__SUPPLIED ENTRIES__
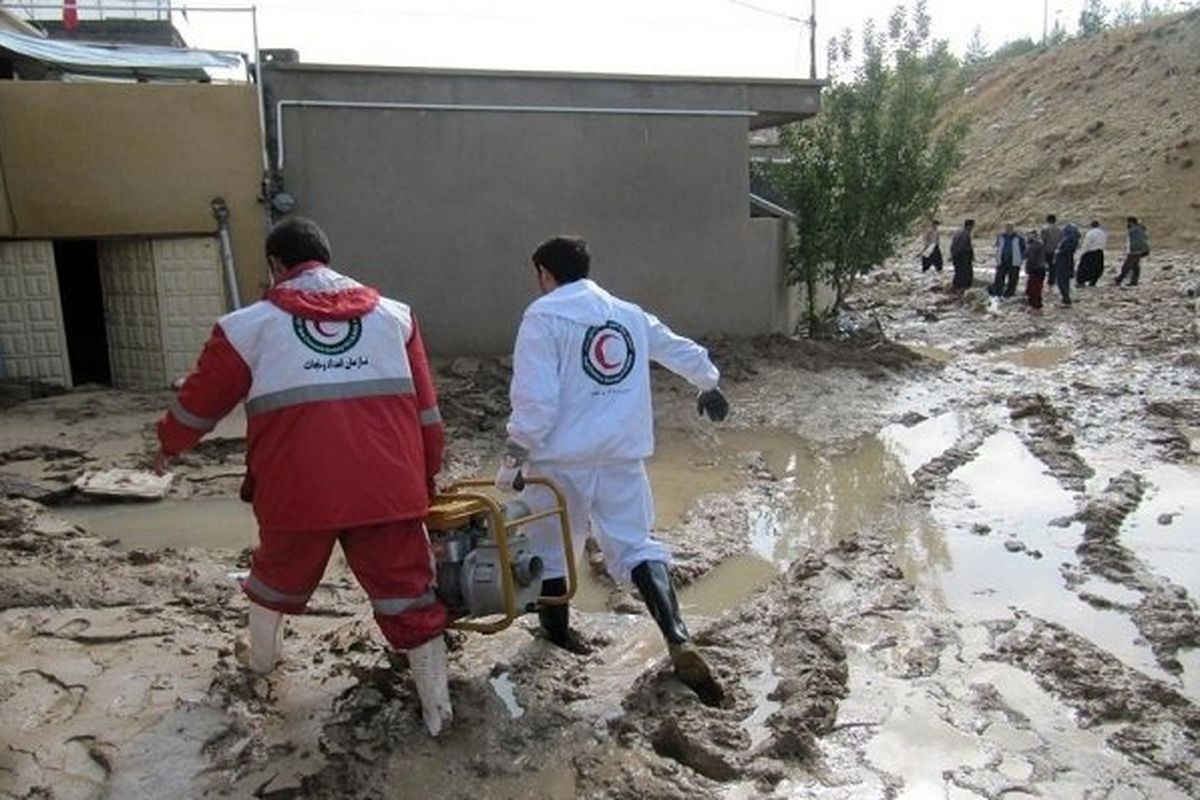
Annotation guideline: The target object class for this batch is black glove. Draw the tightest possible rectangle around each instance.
[696,389,730,422]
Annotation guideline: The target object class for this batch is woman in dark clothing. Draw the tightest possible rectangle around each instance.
[1054,222,1079,306]
[1025,230,1046,314]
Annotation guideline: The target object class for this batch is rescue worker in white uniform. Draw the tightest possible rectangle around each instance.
[496,236,728,705]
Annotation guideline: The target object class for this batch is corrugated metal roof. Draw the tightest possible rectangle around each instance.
[0,31,242,78]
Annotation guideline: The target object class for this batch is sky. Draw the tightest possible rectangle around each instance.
[169,0,1099,78]
[4,0,1099,78]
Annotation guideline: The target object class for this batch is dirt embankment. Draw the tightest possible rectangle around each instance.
[942,11,1200,251]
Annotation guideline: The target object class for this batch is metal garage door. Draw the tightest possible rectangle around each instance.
[154,237,224,383]
[98,236,224,389]
[0,241,71,386]
[96,239,167,389]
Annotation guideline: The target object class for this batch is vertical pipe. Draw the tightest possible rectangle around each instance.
[212,197,241,311]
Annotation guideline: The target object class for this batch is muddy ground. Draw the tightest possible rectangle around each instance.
[0,253,1200,800]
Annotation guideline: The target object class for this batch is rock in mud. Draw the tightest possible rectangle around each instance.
[985,615,1200,796]
[1008,393,1096,492]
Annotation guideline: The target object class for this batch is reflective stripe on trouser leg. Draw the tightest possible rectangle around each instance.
[241,528,337,614]
[592,461,671,585]
[371,589,437,616]
[241,572,312,610]
[341,519,446,650]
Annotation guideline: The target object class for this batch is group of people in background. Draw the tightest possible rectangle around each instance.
[920,213,1150,313]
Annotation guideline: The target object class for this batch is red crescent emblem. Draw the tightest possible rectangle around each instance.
[592,333,620,369]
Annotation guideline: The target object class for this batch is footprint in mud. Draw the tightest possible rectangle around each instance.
[16,669,88,728]
[49,616,91,639]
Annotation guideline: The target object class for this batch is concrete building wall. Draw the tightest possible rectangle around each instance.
[0,82,265,297]
[266,66,816,354]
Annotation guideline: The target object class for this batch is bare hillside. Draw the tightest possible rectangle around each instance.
[942,11,1200,247]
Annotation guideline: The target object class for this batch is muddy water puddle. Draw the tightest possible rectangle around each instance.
[992,344,1072,369]
[54,498,258,551]
[880,411,962,475]
[929,431,1175,682]
[904,342,954,363]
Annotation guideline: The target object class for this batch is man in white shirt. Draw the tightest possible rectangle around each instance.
[496,236,728,705]
[1075,219,1109,287]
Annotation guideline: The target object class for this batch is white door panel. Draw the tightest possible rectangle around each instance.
[154,236,224,380]
[97,239,168,389]
[0,241,71,386]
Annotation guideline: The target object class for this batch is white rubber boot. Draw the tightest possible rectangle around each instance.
[246,602,283,675]
[407,634,454,736]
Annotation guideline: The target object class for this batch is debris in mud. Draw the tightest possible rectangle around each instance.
[907,425,996,503]
[0,474,74,506]
[704,331,944,381]
[1076,470,1200,674]
[1008,393,1096,492]
[74,469,174,500]
[984,614,1200,796]
[971,327,1045,355]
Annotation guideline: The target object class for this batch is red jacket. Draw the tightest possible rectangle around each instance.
[158,261,445,530]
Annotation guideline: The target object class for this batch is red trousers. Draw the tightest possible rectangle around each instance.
[241,519,446,650]
[1025,270,1046,308]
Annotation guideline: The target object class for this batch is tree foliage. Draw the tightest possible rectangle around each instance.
[962,25,988,66]
[762,0,966,333]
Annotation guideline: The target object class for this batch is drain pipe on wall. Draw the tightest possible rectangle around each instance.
[212,197,241,311]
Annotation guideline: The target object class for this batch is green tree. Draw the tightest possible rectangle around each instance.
[1079,0,1109,37]
[991,36,1038,61]
[1112,0,1138,28]
[962,25,988,67]
[760,0,966,336]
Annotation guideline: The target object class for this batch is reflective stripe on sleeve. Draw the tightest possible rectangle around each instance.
[246,378,413,416]
[168,397,220,432]
[371,589,437,616]
[241,572,312,606]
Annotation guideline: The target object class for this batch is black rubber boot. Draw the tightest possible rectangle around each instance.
[632,561,725,706]
[538,578,592,656]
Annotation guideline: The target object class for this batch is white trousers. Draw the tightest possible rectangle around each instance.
[521,461,671,584]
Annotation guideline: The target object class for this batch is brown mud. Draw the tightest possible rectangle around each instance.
[0,253,1200,800]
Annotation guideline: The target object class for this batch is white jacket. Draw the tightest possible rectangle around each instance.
[508,279,720,464]
[1079,228,1109,253]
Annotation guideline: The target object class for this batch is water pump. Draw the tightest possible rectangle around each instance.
[425,479,576,633]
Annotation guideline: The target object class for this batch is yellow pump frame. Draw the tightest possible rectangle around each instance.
[425,477,578,633]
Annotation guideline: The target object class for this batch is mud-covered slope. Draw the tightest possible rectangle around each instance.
[942,11,1200,246]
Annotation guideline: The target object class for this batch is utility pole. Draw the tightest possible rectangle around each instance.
[809,0,817,80]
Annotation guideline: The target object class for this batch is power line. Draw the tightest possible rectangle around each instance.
[725,0,809,25]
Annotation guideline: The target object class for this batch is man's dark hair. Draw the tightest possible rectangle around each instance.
[533,236,592,285]
[266,217,330,267]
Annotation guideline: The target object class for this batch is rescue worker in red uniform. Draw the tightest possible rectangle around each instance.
[155,217,452,735]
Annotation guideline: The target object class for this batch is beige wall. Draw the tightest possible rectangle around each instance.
[265,65,817,354]
[0,82,265,299]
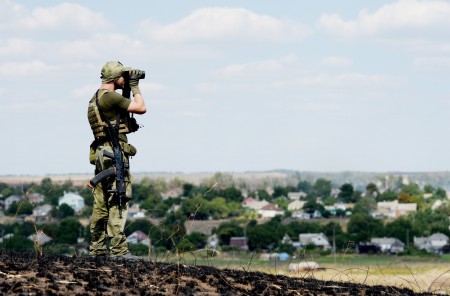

__AIM__
Rescale the data from the line with "batch is tree" to the line with "[241,572,312,606]", both lines included. Write out every line in that range again, multiplying each bounding box coordinate by 0.55, rounding to whole numbers with halves rounded up, and leaving all other text unchanged.

__SOLUTION FOR THIS TASK__
Annotation guideline: The target object class for this batch is tree foliage. Draw the tightest possible rectangle around each instance.
[529,14,543,36]
[419,0,531,183]
Annotation guideline: The target object class for this batch is drain pipe on wall. Draw the tightest possible rectangle around each instance.
[117,108,133,171]
Annotation guideline: The target object class for this batch is green tree. Draw the tightest possible rectangle around each instance.
[593,0,610,20]
[545,20,571,34]
[612,0,626,15]
[529,14,543,37]
[418,0,531,185]
Annotation guideline: The target object class for this batch is reflective stripe on sleeve. Draw the tightest possible rectangle around each instance.
[135,208,227,229]
[92,218,121,238]
[204,324,240,339]
[133,315,172,333]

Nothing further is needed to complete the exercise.